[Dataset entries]
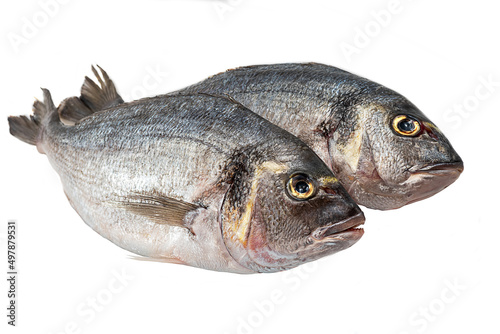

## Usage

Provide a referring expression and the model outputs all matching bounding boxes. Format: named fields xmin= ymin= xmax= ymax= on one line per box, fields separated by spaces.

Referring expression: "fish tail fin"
xmin=59 ymin=65 xmax=124 ymax=124
xmin=8 ymin=88 xmax=58 ymax=148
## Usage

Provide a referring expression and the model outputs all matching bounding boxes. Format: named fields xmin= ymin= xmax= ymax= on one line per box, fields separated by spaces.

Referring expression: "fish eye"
xmin=287 ymin=174 xmax=316 ymax=201
xmin=392 ymin=115 xmax=422 ymax=136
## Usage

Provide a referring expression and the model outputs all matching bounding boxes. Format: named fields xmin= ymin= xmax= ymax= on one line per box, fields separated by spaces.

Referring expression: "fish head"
xmin=221 ymin=147 xmax=364 ymax=273
xmin=330 ymin=98 xmax=463 ymax=210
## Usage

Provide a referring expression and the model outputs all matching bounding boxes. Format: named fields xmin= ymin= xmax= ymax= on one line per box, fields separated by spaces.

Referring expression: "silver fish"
xmin=8 ymin=67 xmax=364 ymax=274
xmin=172 ymin=63 xmax=464 ymax=210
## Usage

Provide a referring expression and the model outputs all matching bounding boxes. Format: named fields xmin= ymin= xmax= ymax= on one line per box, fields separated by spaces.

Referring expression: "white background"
xmin=1 ymin=1 xmax=499 ymax=333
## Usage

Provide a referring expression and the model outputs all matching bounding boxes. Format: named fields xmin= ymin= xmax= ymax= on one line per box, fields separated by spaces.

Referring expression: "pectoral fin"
xmin=113 ymin=193 xmax=201 ymax=229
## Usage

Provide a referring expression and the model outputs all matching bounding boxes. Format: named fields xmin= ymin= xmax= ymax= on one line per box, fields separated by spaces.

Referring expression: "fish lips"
xmin=413 ymin=161 xmax=464 ymax=174
xmin=405 ymin=160 xmax=464 ymax=204
xmin=310 ymin=212 xmax=365 ymax=242
xmin=409 ymin=160 xmax=464 ymax=181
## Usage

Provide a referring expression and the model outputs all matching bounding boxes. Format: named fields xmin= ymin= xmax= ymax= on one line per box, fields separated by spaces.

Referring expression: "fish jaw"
xmin=295 ymin=212 xmax=364 ymax=262
xmin=310 ymin=212 xmax=365 ymax=241
xmin=346 ymin=159 xmax=464 ymax=210
xmin=235 ymin=205 xmax=365 ymax=273
xmin=404 ymin=160 xmax=464 ymax=205
xmin=410 ymin=161 xmax=464 ymax=174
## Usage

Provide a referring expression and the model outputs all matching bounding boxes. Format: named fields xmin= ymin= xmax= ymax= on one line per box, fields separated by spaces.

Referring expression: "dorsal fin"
xmin=59 ymin=65 xmax=124 ymax=124
xmin=81 ymin=65 xmax=124 ymax=111
xmin=58 ymin=96 xmax=93 ymax=124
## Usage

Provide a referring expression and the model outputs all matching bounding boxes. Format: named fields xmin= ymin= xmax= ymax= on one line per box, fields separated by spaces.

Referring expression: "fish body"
xmin=8 ymin=68 xmax=364 ymax=273
xmin=173 ymin=63 xmax=464 ymax=210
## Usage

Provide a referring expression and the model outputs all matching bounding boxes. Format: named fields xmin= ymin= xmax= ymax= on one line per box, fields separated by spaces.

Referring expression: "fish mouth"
xmin=410 ymin=161 xmax=464 ymax=175
xmin=404 ymin=160 xmax=464 ymax=205
xmin=311 ymin=212 xmax=365 ymax=241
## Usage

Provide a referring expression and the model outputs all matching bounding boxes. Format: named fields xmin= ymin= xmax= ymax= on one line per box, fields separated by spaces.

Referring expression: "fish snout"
xmin=409 ymin=157 xmax=464 ymax=183
xmin=318 ymin=181 xmax=365 ymax=235
xmin=404 ymin=158 xmax=464 ymax=205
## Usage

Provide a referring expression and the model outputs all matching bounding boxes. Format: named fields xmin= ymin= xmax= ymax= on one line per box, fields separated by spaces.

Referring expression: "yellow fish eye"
xmin=392 ymin=115 xmax=422 ymax=136
xmin=287 ymin=174 xmax=316 ymax=200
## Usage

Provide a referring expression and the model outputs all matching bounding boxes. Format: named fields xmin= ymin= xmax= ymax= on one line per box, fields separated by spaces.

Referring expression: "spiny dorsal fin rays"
xmin=81 ymin=65 xmax=124 ymax=111
xmin=58 ymin=97 xmax=93 ymax=124
xmin=109 ymin=192 xmax=202 ymax=231
xmin=58 ymin=65 xmax=124 ymax=124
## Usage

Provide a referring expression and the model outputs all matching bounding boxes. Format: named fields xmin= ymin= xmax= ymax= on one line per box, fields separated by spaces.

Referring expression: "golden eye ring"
xmin=287 ymin=174 xmax=316 ymax=201
xmin=392 ymin=115 xmax=421 ymax=136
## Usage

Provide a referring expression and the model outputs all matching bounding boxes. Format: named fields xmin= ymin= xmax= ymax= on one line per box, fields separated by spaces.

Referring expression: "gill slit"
xmin=218 ymin=182 xmax=246 ymax=264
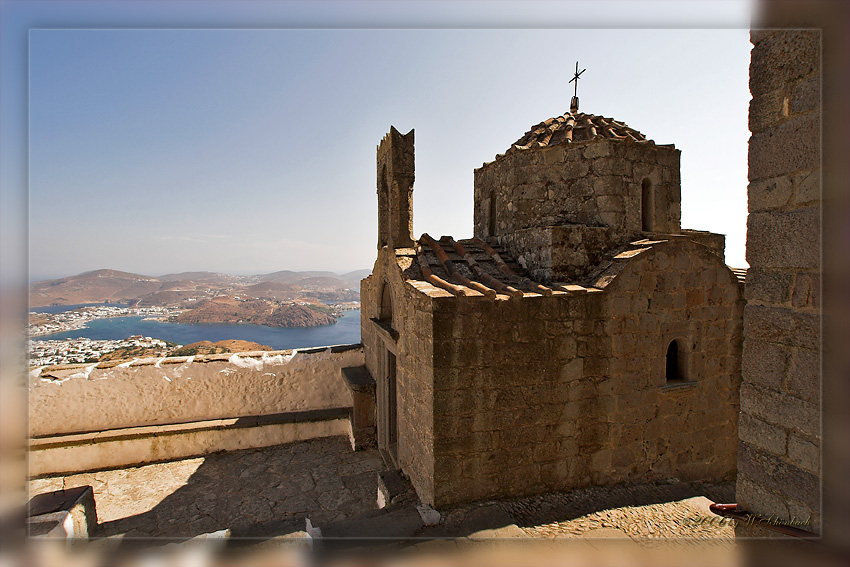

- **Your goal**: All of the records above are to be printed exactly, with every picture omitted.

- **Answer**:
## Usage

Provide a referring expression and the model outputs all matching bounding boxes. Format: named fields xmin= ymin= xmax= ymax= on one line per box, fields separated by spaces.

Referring expression: "fish tail fin"
xmin=59 ymin=65 xmax=124 ymax=124
xmin=8 ymin=88 xmax=58 ymax=148
## Usage

Provide a referring expression and the model outputs all matching bounding boxes. Format: named fields xmin= ymin= xmax= ymax= on one line per box, fields separated by spaces.

Referring expression: "fish eye"
xmin=287 ymin=174 xmax=316 ymax=201
xmin=392 ymin=115 xmax=422 ymax=136
## Usage

Provide a referring expression and the model outputs all matching bounding boxes. Format: named fields xmin= ymin= xmax= ymax= on one line per box, fields separated by spaces.

Referring expression: "fish head"
xmin=221 ymin=147 xmax=364 ymax=273
xmin=330 ymin=98 xmax=463 ymax=210
## Usage

Provide a referring expression and the model outputs all matching bounding boxes. Format: named fields xmin= ymin= xmax= ymax= on one line per box, fields separated by spaces.

Referring expression: "silver fish"
xmin=8 ymin=67 xmax=364 ymax=274
xmin=172 ymin=63 xmax=464 ymax=210
## Usage

Provide a referring expression and the model outputs all matching bounding boxes. Format: named fields xmin= ymin= xmax= ymax= on one line per box, fields separated by spaces.

Referring expression: "white background"
xmin=1 ymin=1 xmax=499 ymax=333
## Usage

Provide a referring expression and the model outputs all matching bounding boxes. Format: named fields xmin= ymin= xmax= ymax= on one line per box, fields separated by spaces.

Referring expression: "pectoral fin"
xmin=113 ymin=193 xmax=201 ymax=229
## Usage

Provide a referring expression and the model outputs all matching bounding boxes. Format: named fields xmin= ymin= xmax= ymax= on one line per box, fields separated by spaces.

Referring expression: "fish lips"
xmin=413 ymin=161 xmax=464 ymax=174
xmin=405 ymin=160 xmax=464 ymax=204
xmin=310 ymin=212 xmax=365 ymax=242
xmin=409 ymin=160 xmax=464 ymax=181
## Usage

Provide a referring expression and the model outputs all matching bounding boxes. Format: named fields xmin= ymin= xmax= ymax= on one line per box, fields separated by spaces.

Referring expression: "fish jaw"
xmin=295 ymin=212 xmax=364 ymax=262
xmin=310 ymin=212 xmax=365 ymax=241
xmin=346 ymin=159 xmax=464 ymax=210
xmin=235 ymin=205 xmax=365 ymax=273
xmin=404 ymin=160 xmax=464 ymax=205
xmin=410 ymin=161 xmax=464 ymax=174
## Usage

Provide a referring expression and the model outputs all matching bounding boxes. Format: named fields xmin= ymin= xmax= ymax= on one line per box, fields separated by spaces.

Referring expression: "dorsal fin"
xmin=59 ymin=65 xmax=124 ymax=124
xmin=81 ymin=65 xmax=124 ymax=111
xmin=58 ymin=96 xmax=93 ymax=124
## Usage

Provide a referring expression and the model outputs all matching bounding boxes. Format: named fields xmin= ymin= xmax= ymax= on one line per box, fields separated by spaces.

Referring expression: "fish body"
xmin=8 ymin=68 xmax=364 ymax=273
xmin=173 ymin=63 xmax=464 ymax=210
## Usage

Provide a referring expression and the model outputs all matching bounding boxes. Format: named fields xmin= ymin= xmax= ymax= on one line per box, fields separated by spaces.

Referring expression: "fish mouth"
xmin=410 ymin=161 xmax=464 ymax=175
xmin=404 ymin=160 xmax=464 ymax=205
xmin=311 ymin=212 xmax=365 ymax=241
## Usage

Provide a referring expression and the model outputs all matching bounding boxes. Format: named fields xmin= ymin= xmax= ymax= on one line per box, fields separated by spaces.

Referring expression: "fish snout"
xmin=409 ymin=157 xmax=464 ymax=183
xmin=318 ymin=181 xmax=365 ymax=235
xmin=404 ymin=158 xmax=464 ymax=205
## Usage

Provide a referring expression and the model outputs all matching bounding boxes. Format: named fields xmin= ymin= xmax= ymax= on one line per box, fields separated by spaces.

Referring expression: "yellow fish eye"
xmin=392 ymin=115 xmax=422 ymax=136
xmin=287 ymin=174 xmax=316 ymax=200
## Usage

Provide a referring expression and the model outputs all matching bounding boxes. Format: named fields xmin= ymin= xmax= ymax= on one line per box, fields separated by spaces.

Referring expression: "spiny dorsal fin rays"
xmin=81 ymin=65 xmax=124 ymax=111
xmin=58 ymin=97 xmax=93 ymax=124
xmin=109 ymin=192 xmax=202 ymax=231
xmin=58 ymin=65 xmax=124 ymax=124
## Usage

Provide a referring expression and the model outputs all matching bounding boxes. Format: named fields xmin= ymin= xmax= ymax= on one line per box, fields separated by spaces.

Referring expression: "golden eye ring"
xmin=287 ymin=174 xmax=316 ymax=201
xmin=392 ymin=115 xmax=421 ymax=136
## Usage

Provide a referring expression and the model outputs all matching bounding boxes. Format: named fields xmin= ymin= xmax= ymax= on one line per box, fields separated by spaces.

Referring expression: "gill slit"
xmin=218 ymin=182 xmax=246 ymax=264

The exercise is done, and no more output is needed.